• [EXERCISE TASK]
Copy out the rows from the line with "blue sky, which" to the line with "325), (581, 231)]", both included, keeping every character the same.

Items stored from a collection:

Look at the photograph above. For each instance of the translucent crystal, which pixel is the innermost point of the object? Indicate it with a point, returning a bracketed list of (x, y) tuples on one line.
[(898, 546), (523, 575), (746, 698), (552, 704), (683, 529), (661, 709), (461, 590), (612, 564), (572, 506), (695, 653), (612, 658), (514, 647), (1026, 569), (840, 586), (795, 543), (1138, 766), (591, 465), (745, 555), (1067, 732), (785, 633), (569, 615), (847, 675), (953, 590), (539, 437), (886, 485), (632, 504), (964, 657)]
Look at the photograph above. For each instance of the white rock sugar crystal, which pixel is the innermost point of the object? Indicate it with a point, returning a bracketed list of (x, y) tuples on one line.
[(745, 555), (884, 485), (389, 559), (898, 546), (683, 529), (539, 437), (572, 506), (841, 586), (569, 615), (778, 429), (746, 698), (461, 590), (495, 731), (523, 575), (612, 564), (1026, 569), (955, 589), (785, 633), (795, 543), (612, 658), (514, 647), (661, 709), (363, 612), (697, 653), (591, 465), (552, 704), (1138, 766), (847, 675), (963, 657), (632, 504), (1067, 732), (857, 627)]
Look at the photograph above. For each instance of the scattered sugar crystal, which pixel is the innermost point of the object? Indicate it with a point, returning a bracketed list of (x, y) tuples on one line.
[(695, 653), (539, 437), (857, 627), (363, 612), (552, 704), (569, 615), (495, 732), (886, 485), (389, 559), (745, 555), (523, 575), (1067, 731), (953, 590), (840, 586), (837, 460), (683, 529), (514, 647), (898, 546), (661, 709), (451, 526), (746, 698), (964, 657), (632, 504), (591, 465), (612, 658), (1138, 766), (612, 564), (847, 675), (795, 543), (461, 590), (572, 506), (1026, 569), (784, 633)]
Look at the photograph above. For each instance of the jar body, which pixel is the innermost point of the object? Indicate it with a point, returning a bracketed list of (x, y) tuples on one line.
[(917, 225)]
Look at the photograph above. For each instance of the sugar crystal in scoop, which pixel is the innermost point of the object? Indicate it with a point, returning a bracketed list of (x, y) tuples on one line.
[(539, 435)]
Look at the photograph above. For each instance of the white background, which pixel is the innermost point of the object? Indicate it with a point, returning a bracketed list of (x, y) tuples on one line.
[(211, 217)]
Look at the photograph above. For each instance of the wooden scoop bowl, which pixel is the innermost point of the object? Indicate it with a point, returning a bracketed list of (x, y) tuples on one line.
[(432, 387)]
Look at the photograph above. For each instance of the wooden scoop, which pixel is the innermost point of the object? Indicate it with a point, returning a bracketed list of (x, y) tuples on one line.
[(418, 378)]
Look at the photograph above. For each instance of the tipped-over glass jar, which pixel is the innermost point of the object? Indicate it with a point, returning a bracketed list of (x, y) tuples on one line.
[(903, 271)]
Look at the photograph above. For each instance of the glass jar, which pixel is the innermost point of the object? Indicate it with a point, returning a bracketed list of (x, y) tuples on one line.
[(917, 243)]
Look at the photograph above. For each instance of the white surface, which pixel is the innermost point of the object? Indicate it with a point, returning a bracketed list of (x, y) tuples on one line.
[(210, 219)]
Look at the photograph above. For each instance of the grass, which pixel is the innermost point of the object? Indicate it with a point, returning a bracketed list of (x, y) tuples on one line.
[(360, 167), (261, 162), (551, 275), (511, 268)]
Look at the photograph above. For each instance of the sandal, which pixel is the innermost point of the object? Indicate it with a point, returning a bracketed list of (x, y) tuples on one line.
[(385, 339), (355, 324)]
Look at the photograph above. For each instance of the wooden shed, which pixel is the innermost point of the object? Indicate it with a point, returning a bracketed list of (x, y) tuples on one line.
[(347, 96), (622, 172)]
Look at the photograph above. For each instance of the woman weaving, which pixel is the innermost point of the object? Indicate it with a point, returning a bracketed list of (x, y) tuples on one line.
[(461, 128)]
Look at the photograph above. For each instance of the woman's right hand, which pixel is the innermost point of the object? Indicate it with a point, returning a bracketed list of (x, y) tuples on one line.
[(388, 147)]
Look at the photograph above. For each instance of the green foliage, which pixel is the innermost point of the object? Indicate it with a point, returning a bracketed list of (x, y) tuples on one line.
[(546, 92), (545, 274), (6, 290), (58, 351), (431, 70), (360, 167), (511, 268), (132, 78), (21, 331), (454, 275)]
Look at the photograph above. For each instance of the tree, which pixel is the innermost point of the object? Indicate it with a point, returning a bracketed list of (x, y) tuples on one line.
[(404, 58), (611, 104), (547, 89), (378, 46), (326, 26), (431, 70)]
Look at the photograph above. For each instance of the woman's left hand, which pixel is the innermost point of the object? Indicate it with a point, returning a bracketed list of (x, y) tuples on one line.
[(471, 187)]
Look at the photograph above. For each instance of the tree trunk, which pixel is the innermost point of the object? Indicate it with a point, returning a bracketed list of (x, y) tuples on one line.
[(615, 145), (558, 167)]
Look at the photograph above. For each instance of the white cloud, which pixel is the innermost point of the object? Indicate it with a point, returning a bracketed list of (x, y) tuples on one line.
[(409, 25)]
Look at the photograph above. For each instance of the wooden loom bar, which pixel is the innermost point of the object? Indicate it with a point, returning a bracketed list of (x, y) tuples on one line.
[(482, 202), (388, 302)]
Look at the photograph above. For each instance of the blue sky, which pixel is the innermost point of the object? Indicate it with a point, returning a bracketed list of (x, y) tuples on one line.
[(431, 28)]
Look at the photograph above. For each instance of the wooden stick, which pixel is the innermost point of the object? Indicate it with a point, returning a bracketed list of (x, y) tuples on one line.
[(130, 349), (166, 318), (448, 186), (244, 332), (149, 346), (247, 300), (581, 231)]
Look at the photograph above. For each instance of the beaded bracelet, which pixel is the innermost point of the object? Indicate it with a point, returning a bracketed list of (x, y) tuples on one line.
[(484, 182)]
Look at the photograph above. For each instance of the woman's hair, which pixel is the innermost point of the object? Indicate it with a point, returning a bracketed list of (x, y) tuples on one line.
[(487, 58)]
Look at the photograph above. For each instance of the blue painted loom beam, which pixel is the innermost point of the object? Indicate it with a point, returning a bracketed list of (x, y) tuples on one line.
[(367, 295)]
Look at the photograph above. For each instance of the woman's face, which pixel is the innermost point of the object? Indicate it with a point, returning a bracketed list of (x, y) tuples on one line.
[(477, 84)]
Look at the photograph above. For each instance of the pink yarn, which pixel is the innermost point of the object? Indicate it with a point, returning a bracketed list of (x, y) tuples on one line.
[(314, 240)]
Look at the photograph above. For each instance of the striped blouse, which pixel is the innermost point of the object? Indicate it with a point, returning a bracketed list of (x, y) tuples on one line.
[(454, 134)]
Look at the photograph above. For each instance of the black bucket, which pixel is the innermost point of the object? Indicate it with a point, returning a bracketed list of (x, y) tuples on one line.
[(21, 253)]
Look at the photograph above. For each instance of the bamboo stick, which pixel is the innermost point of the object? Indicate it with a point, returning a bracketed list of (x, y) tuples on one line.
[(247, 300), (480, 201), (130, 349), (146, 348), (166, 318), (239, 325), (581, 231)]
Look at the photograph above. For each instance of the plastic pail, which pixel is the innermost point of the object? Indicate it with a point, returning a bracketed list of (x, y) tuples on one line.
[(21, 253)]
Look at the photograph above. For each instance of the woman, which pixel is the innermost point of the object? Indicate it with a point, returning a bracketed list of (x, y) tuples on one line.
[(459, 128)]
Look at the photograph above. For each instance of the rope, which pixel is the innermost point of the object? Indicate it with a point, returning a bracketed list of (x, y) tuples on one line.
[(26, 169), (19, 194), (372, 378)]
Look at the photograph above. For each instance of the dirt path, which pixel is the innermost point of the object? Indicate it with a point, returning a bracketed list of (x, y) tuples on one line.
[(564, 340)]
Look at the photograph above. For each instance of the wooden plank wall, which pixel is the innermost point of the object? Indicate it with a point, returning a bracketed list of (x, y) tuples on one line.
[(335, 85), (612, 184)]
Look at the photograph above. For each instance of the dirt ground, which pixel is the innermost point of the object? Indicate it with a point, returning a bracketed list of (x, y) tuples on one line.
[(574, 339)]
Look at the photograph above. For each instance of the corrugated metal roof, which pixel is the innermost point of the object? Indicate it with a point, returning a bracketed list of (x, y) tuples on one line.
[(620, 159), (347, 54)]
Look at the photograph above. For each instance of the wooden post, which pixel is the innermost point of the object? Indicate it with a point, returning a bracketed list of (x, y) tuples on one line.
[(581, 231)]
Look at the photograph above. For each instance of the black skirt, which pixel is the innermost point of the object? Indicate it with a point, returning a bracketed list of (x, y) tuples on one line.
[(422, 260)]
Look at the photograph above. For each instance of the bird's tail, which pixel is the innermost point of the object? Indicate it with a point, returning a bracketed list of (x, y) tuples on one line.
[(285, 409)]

• [TASK SOLUTION]
Look at the photograph above. For each instance of the blue sky, which pixel is the innermost point of the object? Indicate it with a point, returning a bracketed list of (x, y) tuples on one line.
[(431, 28)]
Look at the photograph above. For each instance of the wooden stick, which pixel is the innermost point of the object? Indicate it with a point, returning a bracketed list of (x, y) tuples on one line.
[(130, 349), (166, 318), (448, 186), (244, 332), (149, 346), (247, 300), (581, 231)]
Look at the photograph above. For each instance of the beaded bracelet, which pixel is the innermost point of the object? Indicate it with a point, returning a bracketed list of (x, y) tuples on one line.
[(484, 182)]
Look at the photograph above. For each instance of the woman's hair, which pixel is the innermost point of the object? Indicate it with a point, returning a bracketed list of (x, y) tuples on one line.
[(487, 58)]
Look at the photograph above. For each instance of the blue painted loom beam, which pixel is the innermost point of the object? Indicate it with a point, returning a bracketed list of (x, y) tuples on one line.
[(367, 295)]
Look at the photograph above. For each instance of the woman's face, which pixel is the innermost point of the object? Indicate it with a point, returning a bracketed list of (x, y) tuples on one line.
[(477, 84)]
Look at the photograph above. For each instance of the pink yarn, which pixel is the innermost point of the object? Indicate it with a point, returning a bracketed list of (x, y) tuples on one line.
[(314, 240)]
Look at the photograph above. For each instance of the striped blouse, which pixel is the innermost point of the object? Indicate it with a point, returning a bracketed list of (x, y) tuples on one line.
[(454, 134)]
Look at the photograph above. For each instance of the black bucket, which pixel is the innermost point of the object? Indicate it with a point, returning a bracketed list of (x, y) tuples on one line.
[(21, 253)]
Look at the photograph above. For each instance of the bamboo stick, which pixel is the innermost point of the object? Indicate it with a point, returning a bracketed list of (x, y) tuples on one line.
[(247, 300), (480, 201), (130, 349), (146, 348), (166, 318), (239, 325), (581, 231)]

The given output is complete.